======== Records to use

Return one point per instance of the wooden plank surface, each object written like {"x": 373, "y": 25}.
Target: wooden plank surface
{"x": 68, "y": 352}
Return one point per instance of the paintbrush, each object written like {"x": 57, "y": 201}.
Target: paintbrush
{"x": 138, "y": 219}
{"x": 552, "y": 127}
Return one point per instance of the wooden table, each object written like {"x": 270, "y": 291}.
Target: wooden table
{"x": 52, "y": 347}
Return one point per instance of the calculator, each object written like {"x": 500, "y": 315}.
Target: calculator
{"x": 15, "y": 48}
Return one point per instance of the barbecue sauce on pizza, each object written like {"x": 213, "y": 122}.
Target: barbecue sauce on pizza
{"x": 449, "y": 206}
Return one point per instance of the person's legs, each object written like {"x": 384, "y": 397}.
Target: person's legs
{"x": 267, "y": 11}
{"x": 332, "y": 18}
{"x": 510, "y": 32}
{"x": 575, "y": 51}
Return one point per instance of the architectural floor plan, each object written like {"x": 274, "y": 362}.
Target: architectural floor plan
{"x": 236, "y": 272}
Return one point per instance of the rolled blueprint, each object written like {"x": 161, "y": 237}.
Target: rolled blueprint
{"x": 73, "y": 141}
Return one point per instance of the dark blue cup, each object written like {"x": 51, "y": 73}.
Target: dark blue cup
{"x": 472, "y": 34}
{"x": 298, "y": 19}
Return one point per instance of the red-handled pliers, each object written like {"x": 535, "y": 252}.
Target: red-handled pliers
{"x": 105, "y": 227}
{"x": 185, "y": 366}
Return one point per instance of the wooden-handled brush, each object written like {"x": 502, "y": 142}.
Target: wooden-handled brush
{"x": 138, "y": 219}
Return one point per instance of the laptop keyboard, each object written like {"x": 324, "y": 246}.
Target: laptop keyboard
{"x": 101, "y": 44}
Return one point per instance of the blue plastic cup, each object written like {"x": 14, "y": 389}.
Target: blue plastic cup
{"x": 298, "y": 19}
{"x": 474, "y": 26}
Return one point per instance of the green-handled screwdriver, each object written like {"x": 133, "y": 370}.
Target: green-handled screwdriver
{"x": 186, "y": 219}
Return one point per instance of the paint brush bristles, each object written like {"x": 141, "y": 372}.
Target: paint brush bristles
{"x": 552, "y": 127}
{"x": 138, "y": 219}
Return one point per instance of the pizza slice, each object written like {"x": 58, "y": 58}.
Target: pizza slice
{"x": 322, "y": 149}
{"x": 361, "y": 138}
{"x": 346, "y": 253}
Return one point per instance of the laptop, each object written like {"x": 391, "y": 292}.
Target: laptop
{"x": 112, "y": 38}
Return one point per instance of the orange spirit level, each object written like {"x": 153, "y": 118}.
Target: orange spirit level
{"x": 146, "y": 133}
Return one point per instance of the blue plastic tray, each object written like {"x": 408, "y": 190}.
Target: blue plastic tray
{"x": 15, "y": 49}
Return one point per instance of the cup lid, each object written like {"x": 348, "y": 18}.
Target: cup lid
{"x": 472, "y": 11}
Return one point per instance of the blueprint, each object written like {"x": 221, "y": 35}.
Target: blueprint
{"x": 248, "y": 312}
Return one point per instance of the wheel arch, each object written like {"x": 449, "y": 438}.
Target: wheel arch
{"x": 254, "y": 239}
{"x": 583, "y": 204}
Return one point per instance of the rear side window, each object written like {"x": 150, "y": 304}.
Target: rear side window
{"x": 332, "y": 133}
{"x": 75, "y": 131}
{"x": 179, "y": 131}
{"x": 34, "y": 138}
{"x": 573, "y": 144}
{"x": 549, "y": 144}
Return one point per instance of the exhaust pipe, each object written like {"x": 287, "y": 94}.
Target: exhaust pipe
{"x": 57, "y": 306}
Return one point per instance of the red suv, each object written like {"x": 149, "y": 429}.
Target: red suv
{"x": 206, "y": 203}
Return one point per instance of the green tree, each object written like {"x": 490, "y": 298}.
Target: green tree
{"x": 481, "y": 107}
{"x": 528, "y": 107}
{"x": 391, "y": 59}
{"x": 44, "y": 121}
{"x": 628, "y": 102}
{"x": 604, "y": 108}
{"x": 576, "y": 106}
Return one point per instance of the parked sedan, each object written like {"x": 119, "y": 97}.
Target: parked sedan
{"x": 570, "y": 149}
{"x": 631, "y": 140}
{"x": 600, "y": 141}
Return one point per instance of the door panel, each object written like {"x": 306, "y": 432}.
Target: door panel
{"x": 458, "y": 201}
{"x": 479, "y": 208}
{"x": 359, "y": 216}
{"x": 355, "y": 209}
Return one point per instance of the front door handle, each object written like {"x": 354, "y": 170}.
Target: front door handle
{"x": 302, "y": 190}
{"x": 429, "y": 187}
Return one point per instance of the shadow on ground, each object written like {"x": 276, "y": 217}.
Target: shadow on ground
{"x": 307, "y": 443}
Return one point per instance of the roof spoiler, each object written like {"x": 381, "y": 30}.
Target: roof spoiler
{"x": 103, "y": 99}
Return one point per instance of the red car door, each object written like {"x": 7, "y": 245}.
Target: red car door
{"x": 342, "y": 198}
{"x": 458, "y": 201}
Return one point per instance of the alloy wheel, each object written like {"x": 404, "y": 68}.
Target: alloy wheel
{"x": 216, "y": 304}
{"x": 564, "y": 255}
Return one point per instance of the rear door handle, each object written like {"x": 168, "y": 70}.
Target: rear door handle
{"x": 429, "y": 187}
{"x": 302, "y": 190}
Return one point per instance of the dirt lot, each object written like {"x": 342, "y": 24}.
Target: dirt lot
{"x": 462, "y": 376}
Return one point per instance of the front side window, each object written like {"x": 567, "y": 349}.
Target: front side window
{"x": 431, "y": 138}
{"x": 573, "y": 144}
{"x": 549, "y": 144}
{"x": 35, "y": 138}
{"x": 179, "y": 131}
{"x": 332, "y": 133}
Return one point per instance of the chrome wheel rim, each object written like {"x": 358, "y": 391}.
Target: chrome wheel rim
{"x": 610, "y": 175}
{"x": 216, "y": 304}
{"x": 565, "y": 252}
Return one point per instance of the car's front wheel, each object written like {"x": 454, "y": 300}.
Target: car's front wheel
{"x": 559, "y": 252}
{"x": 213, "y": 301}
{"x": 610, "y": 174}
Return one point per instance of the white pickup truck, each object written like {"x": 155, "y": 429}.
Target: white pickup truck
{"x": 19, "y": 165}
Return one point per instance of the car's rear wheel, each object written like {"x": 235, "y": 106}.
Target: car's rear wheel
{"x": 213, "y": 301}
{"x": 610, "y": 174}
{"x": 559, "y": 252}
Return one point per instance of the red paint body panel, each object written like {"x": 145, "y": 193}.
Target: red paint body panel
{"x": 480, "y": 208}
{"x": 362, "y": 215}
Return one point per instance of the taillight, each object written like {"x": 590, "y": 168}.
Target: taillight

================

> _Activity_
Gather up every line in the data above that contains the word "taillight", copying each one.

> _Output of the task_
Return one point per instance of the taillight, each object written like {"x": 590, "y": 168}.
Target: taillight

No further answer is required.